# EXTRACT start

Learn which type of “Startup Funding” You Could Get !!

startup funding

Funding is one of the most critical needs for startups to develop their products or services and expand their business. Every business has distinctive needs and no financial solution is one size fits all. Funding the business is one of the first and the most important financial choice most business owners make. How they choose to fund their business could affect how they structure and run the business. Startup funding is the money needed to launch a new business. These funds can be sourced from various sources and can be used for any purpose that benefits the startup to go from idea to actual business. Once you know how much startup funding you’ll need, it’s time to figure out how you’ll get it.

What are the funding rounds?

Startups don’t just raise lump sum money or randomly get a startup business loan and then are set up forever. But, the number of times startups are turning back to the market to raise more capital has been growing ever since. Each of these raises is known as a ‘funding round’, or we can say a funding round is anytime money is raised from one or more investors for the business.

In each funding round, the founders are willing to trade equity in their company for the capital they can use for the business. Convertible notes are also frequently used in earlier series of fundraising. During those times investors face more risk or in the event founders need a bridge round to extend their existing runway to get to the next financing round they may take the help of such convertible notes.

What are the different types of series funding?

Each funding round is given a letter, such as A Round, B Round, C Round, etc. because each round follows another. These letters categorize which number of funding rounds the startups are on. There are other types of funding rounds available to startups, depending upon the industry they work in and the level of interest among potential investors. Startups also do engage in what is known as “seed” funding or “angel investor” funding at the outset. After this, the funding rounds can be followed by Series A, B, and C rounds. But before any round of funding begins, the analysts undertake the valuation work of the company in question. These valuations are derived from many different factors like management, their proven track record, the market size, and the risk involved. 

What is the correct funding life cycle of a startup?

How long do funding rounds last?

All funding rounds duration is subjective, but mostly the rounds last anytime from 6 months to 18 months. Once any funding round has been completed, the company will usually have working capital for 6 months to 18 months. Thus it is believed that from thereon, the company may either be able to move to market or may instead progress to another series of funding.

What is Seed funding, Series A and B funding? 

Seed funding:

Seed funding is often referred to as the first official equity funding stage. It exemplifies the first formal money that the startup raises. Some startups are unable to succeed to go beyond seed funding into Series A rounds or further. The term “seed” funding gets its name from nature, as the first step towards planting a tree starts from the seed, similarly, early financial support to a startup is ideally the “seed” which will help it to grow the business. At this stage, a startup is fundamentally an idea and will have little or no revenue. This is the stage where a product and a market strategy are being built and developed. Seed funding aids a startup to finance its first steps in areas like market research and product development.

# EXTRACT end
# PROVIDED RECORDS start

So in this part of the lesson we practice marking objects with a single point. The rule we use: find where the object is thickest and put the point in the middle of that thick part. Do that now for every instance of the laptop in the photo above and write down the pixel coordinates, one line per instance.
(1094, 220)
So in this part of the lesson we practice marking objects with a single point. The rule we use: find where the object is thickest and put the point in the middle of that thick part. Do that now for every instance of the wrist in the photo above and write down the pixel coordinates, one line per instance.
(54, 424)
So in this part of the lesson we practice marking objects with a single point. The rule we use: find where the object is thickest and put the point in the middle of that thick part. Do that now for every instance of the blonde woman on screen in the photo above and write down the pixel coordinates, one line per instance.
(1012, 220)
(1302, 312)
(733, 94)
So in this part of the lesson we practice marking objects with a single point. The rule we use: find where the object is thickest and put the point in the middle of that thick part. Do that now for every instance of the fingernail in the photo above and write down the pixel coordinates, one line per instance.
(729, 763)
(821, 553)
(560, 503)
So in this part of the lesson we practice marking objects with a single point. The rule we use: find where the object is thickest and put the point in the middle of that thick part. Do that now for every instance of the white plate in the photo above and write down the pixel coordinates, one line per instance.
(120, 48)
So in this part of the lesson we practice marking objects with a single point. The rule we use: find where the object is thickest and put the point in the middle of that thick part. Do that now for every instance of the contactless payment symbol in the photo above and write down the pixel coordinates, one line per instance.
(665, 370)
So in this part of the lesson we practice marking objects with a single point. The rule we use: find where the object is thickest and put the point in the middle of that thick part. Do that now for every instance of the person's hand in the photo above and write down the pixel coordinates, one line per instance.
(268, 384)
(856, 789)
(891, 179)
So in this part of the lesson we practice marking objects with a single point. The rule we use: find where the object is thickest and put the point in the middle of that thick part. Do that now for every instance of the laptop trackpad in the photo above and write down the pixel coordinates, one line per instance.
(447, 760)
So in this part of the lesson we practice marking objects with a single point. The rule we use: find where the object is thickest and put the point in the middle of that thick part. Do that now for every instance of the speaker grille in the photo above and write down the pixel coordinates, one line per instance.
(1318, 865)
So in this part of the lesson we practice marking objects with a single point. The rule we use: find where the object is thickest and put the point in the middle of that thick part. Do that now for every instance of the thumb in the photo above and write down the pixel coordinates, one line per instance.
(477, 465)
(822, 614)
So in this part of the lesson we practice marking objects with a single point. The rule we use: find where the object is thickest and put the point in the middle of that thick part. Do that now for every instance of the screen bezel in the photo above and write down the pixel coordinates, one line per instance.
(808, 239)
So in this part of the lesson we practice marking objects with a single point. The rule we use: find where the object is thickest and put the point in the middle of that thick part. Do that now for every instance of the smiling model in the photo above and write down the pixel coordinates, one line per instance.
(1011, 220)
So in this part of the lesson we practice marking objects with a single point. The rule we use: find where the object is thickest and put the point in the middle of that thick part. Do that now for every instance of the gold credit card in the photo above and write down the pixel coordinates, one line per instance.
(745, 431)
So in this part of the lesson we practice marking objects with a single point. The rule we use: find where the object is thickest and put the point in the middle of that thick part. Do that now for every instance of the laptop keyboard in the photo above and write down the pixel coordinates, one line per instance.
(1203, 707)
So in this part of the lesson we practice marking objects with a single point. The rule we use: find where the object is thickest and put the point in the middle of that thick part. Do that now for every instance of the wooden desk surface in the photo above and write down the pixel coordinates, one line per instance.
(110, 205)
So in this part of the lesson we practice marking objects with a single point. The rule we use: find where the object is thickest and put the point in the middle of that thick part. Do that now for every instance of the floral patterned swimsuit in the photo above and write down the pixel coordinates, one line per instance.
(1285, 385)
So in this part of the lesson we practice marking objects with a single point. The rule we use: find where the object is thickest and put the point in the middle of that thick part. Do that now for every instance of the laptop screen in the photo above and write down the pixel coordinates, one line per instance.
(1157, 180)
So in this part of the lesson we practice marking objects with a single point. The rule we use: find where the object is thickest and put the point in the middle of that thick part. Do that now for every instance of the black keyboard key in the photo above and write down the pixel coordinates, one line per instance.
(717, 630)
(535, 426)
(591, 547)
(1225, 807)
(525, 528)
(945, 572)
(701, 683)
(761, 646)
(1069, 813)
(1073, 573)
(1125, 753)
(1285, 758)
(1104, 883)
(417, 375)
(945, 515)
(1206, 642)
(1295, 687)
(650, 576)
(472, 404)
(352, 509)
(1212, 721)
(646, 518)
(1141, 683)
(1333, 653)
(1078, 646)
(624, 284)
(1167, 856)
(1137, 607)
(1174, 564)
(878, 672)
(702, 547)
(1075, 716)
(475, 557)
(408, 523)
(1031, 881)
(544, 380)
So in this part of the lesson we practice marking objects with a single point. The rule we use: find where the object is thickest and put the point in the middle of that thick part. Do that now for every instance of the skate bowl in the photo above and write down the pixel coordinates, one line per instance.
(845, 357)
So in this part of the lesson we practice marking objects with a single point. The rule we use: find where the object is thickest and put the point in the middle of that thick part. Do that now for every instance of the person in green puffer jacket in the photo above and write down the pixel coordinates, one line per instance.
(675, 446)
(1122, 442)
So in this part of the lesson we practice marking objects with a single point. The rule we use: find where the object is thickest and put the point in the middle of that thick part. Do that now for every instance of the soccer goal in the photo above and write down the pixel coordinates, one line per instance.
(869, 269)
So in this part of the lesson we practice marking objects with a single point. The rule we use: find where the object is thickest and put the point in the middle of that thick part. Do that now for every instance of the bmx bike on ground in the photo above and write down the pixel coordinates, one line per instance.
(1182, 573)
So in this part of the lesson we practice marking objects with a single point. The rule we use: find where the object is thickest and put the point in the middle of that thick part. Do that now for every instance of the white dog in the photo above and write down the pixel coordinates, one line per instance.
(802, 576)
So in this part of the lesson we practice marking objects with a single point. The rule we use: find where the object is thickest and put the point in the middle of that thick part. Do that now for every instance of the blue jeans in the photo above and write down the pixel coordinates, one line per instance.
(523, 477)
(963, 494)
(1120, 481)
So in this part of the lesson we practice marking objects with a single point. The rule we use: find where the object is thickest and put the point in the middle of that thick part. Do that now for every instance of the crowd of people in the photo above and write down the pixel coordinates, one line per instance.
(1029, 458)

# PROVIDED RECORDS end

THINGS TO DO
- 1) In the startup funding text, rewrite the stretch from "All funding rounds" through "series of funding.", replacing "working capital" with "operating funds".
- 2) According to the startup funding text, what does seed funding help a startup finance?

RESPONSES IN ORDER
- 1)
All funding rounds duration is subjective, but mostly the rounds last anytime from 6 months to 18 months. Once any funding round has been completed, the company will usually have operating funds for 6 months to 18 months. Thus it is believed that from thereon, the company may either be able to move to market or may instead progress to another series of funding.

- 2) Its first steps in areas like market research and product development.